--- Start of MATERIALS PROVIDED ---
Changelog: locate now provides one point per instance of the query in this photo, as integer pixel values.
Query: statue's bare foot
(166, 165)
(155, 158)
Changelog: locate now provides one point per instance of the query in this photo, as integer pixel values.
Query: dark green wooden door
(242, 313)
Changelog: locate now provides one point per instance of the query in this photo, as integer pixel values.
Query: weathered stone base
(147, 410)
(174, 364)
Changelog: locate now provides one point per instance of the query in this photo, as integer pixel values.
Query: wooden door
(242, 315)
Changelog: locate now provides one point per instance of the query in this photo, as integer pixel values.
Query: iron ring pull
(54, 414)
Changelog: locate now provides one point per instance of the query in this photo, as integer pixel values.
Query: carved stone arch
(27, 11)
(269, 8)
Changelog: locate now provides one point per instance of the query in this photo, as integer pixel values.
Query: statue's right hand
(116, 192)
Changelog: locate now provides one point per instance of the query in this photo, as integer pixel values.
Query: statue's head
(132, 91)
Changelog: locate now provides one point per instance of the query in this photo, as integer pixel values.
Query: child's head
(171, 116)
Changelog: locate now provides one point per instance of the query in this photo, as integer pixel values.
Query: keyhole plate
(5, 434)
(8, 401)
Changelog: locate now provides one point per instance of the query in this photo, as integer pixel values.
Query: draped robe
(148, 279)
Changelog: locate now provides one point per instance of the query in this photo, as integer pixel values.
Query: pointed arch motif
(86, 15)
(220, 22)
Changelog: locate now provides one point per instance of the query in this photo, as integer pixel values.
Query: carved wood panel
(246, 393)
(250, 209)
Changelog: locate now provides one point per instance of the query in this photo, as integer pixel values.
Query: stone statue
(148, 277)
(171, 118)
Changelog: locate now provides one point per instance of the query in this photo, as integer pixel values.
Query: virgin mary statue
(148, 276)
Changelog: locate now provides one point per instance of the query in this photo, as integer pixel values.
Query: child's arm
--- End of MATERIALS PROVIDED ---
=== TASK OBJECTIVE ===
The full set of records should be duplicated exactly.

=== FINISHED ANSWER ===
Changelog: locate now provides one point per instance of the query in this photo, as integer pixel values.
Query: statue's bare foot
(166, 165)
(155, 158)
Changelog: locate now provides one point per instance of the query in this photo, as integer pixel values.
Query: dark green wooden door
(242, 313)
Changelog: locate now provides one point per instance of the query in this photo, as integer pixel values.
Query: weathered stone base
(147, 410)
(174, 364)
Changelog: locate now provides one point per instance of the query in this photo, as integer pixel values.
Query: wooden door
(242, 315)
Changelog: locate now provides one point per instance of the query in this photo, as integer pixel values.
Query: iron ring pull
(54, 414)
Changelog: locate now provides one point per instance of the query in this photo, as integer pixel values.
Query: carved stone arch
(27, 11)
(269, 8)
Changelog: locate now provides one point per instance of the query in this photo, as integer pixel values.
Query: statue's right hand
(116, 192)
Changelog: locate now provides one point per instance of the query in this photo, as integer pixel values.
Query: statue's head
(132, 91)
Changelog: locate now provides one point per instance of the query in this photo, as integer pixel values.
Query: child's head
(171, 116)
Changelog: locate now provides one point per instance of the query in this photo, as integer pixel values.
Query: keyhole plate
(5, 434)
(8, 401)
Changelog: locate now provides one point per instance of the query in this photo, as integer pixel values.
Query: draped robe
(148, 279)
Changelog: locate now provides one point per instance of the query in this photo, as integer pixel values.
Query: pointed arch motif
(86, 15)
(220, 22)
Changelog: locate now provides one point per instance of the query in this photo, as integer pixel values.
Query: carved wood panel
(246, 393)
(250, 209)
Changelog: locate now provides one point per instance of the query in this photo, as integer pixel values.
Query: stone statue
(148, 277)
(171, 118)
Changelog: locate now provides one point per instance of the query in this photo, as integer pixel values.
Query: virgin mary statue
(148, 276)
Changelog: locate now provides one point per instance of the query in this photo, as integer pixel values.
Query: child's arm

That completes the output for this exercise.